Keep only the lines below that contain the string "locate", treating uppercase and lowercase as different.

Records shown
## start

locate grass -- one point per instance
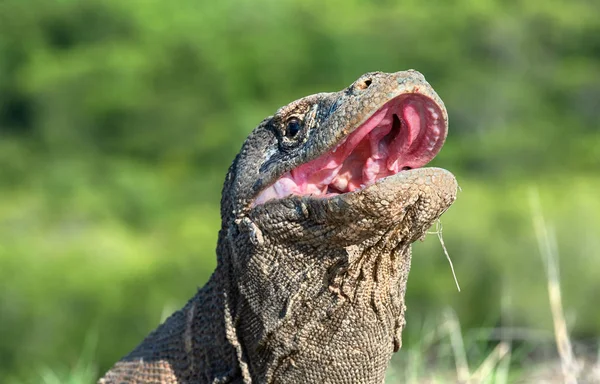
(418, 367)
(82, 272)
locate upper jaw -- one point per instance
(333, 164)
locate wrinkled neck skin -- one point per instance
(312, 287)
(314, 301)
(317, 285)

## end
## start

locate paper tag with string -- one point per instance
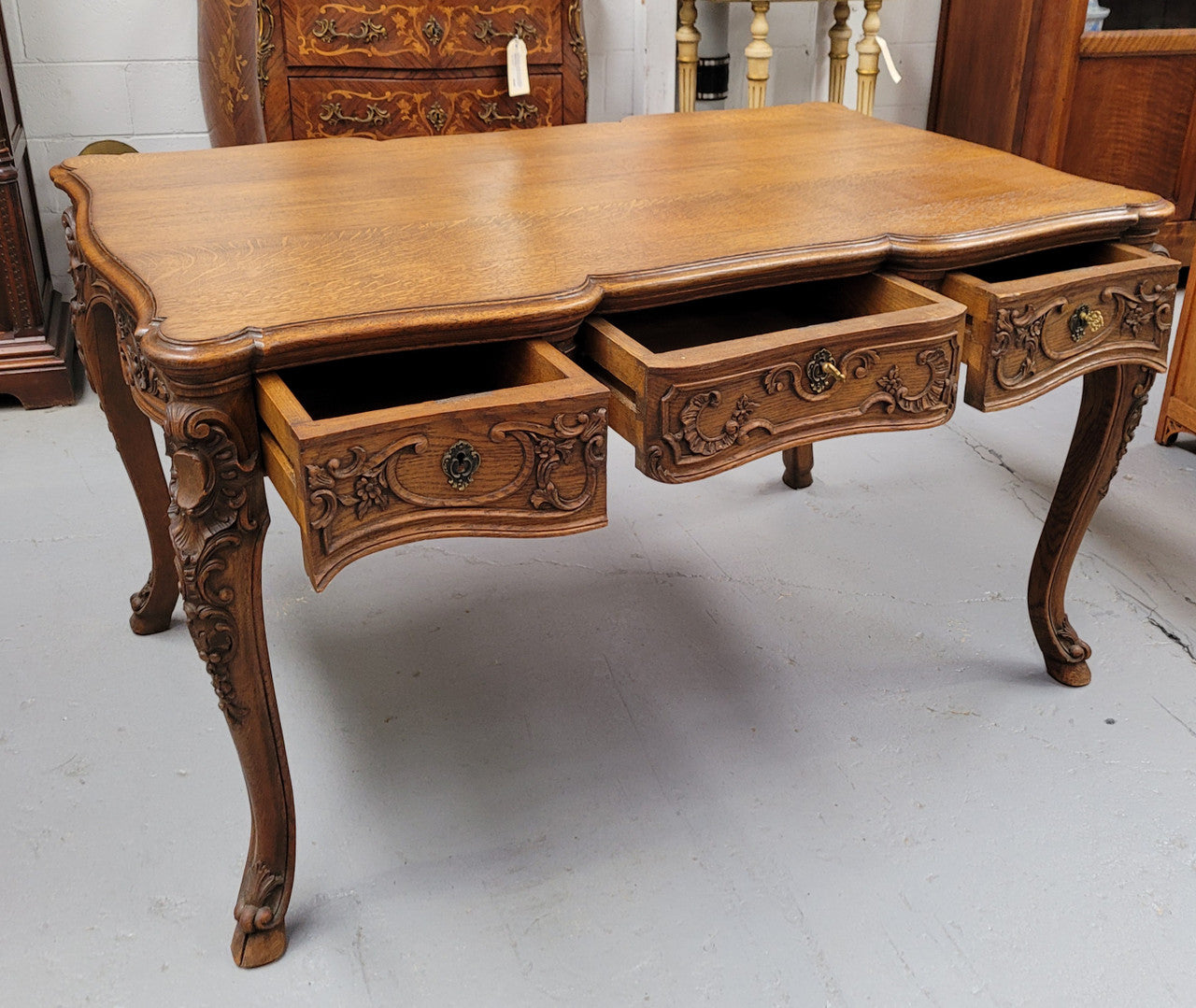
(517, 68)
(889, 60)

## end
## start

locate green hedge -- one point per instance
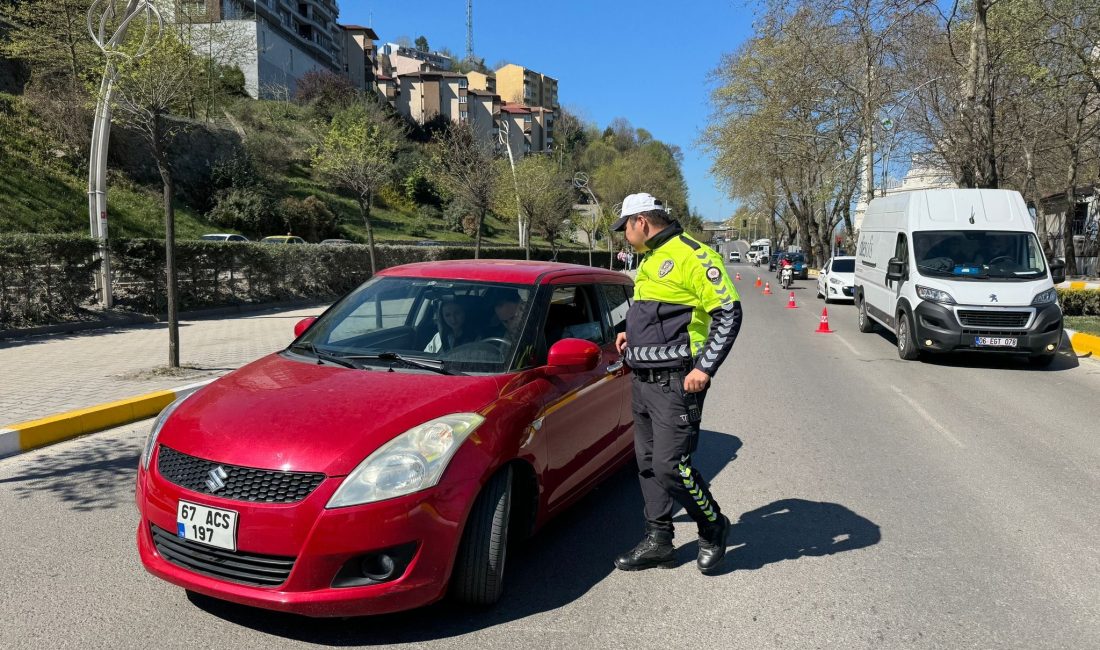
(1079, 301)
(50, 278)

## end

The result
locate grass -- one point per instance
locate upper jaw -- one point per instance
locate wrinkled neck skin -- one point per instance
locate paper tag with string -- one point per instance
locate green hedge -- one point per instance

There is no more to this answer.